Render the records as a two-column CSV with the header "input" and "output", one row per record. Put each record's text and its answer in their own quoted fields, and replace line breaks with spaces.

> [Data provided]:
###

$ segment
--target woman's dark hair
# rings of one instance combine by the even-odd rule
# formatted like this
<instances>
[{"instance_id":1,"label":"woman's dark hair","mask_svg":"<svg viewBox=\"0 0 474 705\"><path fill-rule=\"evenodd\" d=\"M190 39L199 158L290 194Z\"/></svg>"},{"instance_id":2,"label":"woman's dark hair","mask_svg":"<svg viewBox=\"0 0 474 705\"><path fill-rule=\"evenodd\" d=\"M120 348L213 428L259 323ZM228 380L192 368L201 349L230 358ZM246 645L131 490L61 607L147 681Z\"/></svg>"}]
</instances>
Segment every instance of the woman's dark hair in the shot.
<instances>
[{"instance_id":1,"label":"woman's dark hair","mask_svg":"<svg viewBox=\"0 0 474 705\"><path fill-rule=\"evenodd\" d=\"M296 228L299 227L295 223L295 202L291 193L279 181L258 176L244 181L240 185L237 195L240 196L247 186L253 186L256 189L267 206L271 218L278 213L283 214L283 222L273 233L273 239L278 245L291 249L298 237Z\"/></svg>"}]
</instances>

###

> [Exercise result]:
input,output
"$ segment --target woman's dark hair # rings of one instance combine by the even-odd rule # formatted like this <instances> [{""instance_id"":1,""label"":""woman's dark hair"",""mask_svg"":""<svg viewBox=\""0 0 474 705\""><path fill-rule=\""evenodd\"" d=\""M190 39L199 158L290 194Z\""/></svg>""},{""instance_id"":2,""label"":""woman's dark hair"",""mask_svg"":""<svg viewBox=\""0 0 474 705\""><path fill-rule=\""evenodd\"" d=\""M120 348L213 428L259 323ZM228 380L192 368L201 349L230 358ZM246 645L131 490L61 607L147 681Z\""/></svg>""}] </instances> Segment every instance of the woman's dark hair in the shot.","<instances> [{""instance_id"":1,""label"":""woman's dark hair"",""mask_svg"":""<svg viewBox=\""0 0 474 705\""><path fill-rule=\""evenodd\"" d=\""M296 228L299 227L295 223L295 202L291 193L279 181L258 176L244 181L240 185L237 195L240 196L247 186L253 186L256 189L267 206L271 218L278 213L283 214L283 222L273 233L273 239L278 245L291 249L298 237Z\""/></svg>""}] </instances>"